─── PROVIDED PASSAGE

Expressive use of color, text, and perspective from NY artist Benjamin Degen. He also sports an extremely cool homepage on his website – simple but catchy and effective. Folksy yet refined, his work reminds me a little bit of Seurat. Find more at Guild & Greyshkul Gallery.
Oh, the journeys you can go in books! Brian Dettmer shows no respect for Webster as he cuts this dictionary… into something far more awesome. But wait there’s more! Someone better yell timber, because here’s a forest’s worth of paper art from many great artists.
Here at B/D, we love it when you send us your work! Well this particular submission has the office divided – we can’t decide whether or not we love or hate these vibrant drawings from Kara Rane – I guess that’s what happens when your work is full of horses, little kids, sunsets, and sailboats. What do you think loyal B/D follower? Are you attracted to serene and harmonious imagery like this, or does cliched beauty disgust you…Give us your 2 cents!
Betlejuice must be hiding inside LA based artist Mark Licari, becuase his work is creepy-cool with lots of charisma. I’m seriously digging his sculptural pieces, especially the medicine cabinet. Go see his show up through February 14th at the Montery Museum of Art, or check him out at Honor Fraser Gallery.
Colorfully playful yet dark and sometimes sinister, Dana Schutz’s paintings will make you laugh with joy and cringe in disgust all at once. I recently came across a very interesting article about a painting she did in 2005 entitled ‘The Autopsy of Michael Jackson’ – I know, I’m a few months late on this one, but it’s still worth a look.
Grainy, dreamlike images from Rob Simons. In addition to being a photographer, he also had a collection of his stories, Things Kept Burning, published in September 2006. He also collaborated with German director Werner Herzog on the script for Rescue Dawn. He also used to be an English Professor at Cosumnes River College in Sacramento. Basically, he’s pretty talented.

──────
─── RECORDED INFORMATION

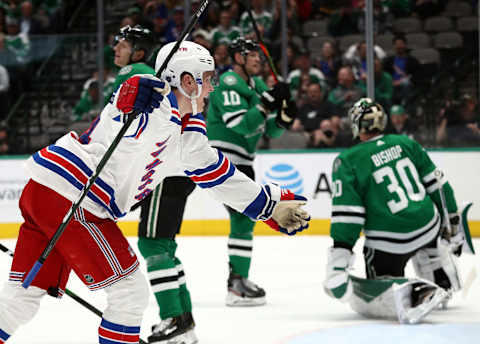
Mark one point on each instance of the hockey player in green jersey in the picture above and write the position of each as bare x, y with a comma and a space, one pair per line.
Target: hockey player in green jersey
241, 110
388, 187
132, 47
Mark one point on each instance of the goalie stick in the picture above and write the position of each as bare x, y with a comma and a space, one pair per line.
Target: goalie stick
70, 293
51, 244
273, 70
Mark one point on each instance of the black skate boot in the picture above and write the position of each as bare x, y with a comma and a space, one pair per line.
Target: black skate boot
243, 292
177, 330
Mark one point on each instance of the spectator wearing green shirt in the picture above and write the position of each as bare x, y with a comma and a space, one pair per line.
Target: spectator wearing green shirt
383, 85
304, 69
226, 32
263, 18
347, 91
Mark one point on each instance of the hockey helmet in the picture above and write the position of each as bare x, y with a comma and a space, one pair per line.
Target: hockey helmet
139, 37
190, 58
367, 116
242, 46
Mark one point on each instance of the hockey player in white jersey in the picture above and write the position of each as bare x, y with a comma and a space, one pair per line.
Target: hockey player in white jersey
156, 145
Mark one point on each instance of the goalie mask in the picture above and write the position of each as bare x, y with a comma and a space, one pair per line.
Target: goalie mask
190, 58
367, 116
140, 38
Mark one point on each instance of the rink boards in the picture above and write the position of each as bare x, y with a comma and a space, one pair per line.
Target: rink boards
306, 172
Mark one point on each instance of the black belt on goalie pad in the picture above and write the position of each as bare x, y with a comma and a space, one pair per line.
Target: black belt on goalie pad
379, 263
162, 211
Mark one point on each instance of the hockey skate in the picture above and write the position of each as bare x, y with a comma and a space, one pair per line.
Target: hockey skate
416, 300
177, 330
243, 292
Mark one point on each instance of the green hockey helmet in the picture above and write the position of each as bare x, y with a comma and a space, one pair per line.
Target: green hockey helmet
366, 116
242, 46
141, 39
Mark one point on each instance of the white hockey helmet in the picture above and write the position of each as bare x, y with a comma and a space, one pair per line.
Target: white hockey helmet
190, 58
366, 116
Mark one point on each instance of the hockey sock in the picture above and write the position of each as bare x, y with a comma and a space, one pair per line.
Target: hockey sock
3, 336
162, 274
240, 243
111, 333
184, 293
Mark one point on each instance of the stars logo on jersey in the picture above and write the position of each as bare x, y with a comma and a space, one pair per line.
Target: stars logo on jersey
125, 70
230, 80
336, 164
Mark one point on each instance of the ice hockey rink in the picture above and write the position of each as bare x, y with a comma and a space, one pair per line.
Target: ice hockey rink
291, 269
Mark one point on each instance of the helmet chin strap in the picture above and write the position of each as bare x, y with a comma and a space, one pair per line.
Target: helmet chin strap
192, 97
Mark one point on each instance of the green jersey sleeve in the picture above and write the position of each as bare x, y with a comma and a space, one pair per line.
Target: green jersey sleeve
348, 210
433, 179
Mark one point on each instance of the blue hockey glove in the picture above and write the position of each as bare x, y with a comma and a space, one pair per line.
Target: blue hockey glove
288, 217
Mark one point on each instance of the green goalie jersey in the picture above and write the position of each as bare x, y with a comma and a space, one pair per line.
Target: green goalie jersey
387, 186
234, 123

──────

## REQUIRED TASKS
1. In the art blog post, what is the title of the story collection by Rob Simons that was published in September 2006?
2. Write the next part of the art blog post, picking up after its paragraph on Rob Simons.
The records were taken from a separate source.

## RESPONSES TO THE EXERCISE
1. Things Kept Burning

2.
Stephen Wiltshire is an artist who draws extremely lifelike, accurate and detailed cityscapes. If that wasn’t hard enough, he does it strictly by memory, sometimes after having only observed the cityscape very briefly. Last year he made an 18 foot long drawing of the entire New York skyline after he spent just 20 minutes in a helicopter overhead. He’s also made panoramas of Rome, Tokyo, Dubai, London, and a bunch of other major cities around the world. This guy’s work is extraordinary in every sense of the word – go to his site and read about his childhood, it’s a crazy/inspiring story!
Awesome show from California artist Jesse Hazelip, ‘Sentimental Journey’ at White Walls in SF. Keep your eyes peeled if you’re in the bay area because Hazelip’s work is up all over the streets, so it’s no surprise the show is chock full of large wheat-pastes and images on found materials. Much of the work comments on failures of our past seemingly ignored by the actions of the present, and attempts to open a dialogue about the repeating mistakes of American history. The show is up until January 30th, so go before it’s too late!